◆ PROVIDED DATA
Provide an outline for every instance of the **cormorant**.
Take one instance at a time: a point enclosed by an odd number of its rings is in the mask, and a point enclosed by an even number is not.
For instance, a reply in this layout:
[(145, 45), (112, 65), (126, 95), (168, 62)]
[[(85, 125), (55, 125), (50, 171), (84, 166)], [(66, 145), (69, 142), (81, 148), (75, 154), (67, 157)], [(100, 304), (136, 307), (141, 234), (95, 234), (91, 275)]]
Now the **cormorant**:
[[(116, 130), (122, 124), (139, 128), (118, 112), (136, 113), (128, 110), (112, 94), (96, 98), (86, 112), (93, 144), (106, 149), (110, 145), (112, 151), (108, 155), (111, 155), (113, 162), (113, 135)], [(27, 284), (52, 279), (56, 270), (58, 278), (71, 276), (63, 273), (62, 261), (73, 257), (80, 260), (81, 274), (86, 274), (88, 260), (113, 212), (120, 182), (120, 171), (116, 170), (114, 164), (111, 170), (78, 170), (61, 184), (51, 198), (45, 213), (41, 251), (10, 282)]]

◆ WHAT YOU HAVE TO DO
Format each line of the records above as a Markdown table with the columns "Row" and "Line". Number the rows and leave out any blank lines.

◆ RESULT FOR THIS EXERCISE
| Row | Line |
|---|---|
| 1 | Provide an outline for every instance of the **cormorant**. |
| 2 | Take one instance at a time: a point enclosed by an odd number of its rings is in the mask, and a point enclosed by an even number is not. |
| 3 | For instance, a reply in this layout: |
| 4 | [(145, 45), (112, 65), (126, 95), (168, 62)] |
| 5 | [[(85, 125), (55, 125), (50, 171), (84, 166)], [(66, 145), (69, 142), (81, 148), (75, 154), (67, 157)], [(100, 304), (136, 307), (141, 234), (95, 234), (91, 275)]] |
| 6 | Now the **cormorant**: |
| 7 | [[(116, 130), (122, 124), (139, 128), (118, 112), (136, 113), (128, 110), (112, 94), (96, 98), (86, 112), (93, 144), (106, 149), (110, 145), (112, 151), (108, 155), (111, 155), (113, 162), (113, 135)], [(27, 284), (52, 279), (56, 270), (58, 278), (71, 276), (63, 273), (62, 261), (73, 257), (80, 260), (81, 274), (86, 274), (88, 260), (113, 212), (120, 182), (120, 171), (116, 170), (114, 164), (111, 170), (78, 170), (61, 184), (51, 198), (45, 213), (41, 251), (10, 282)]] |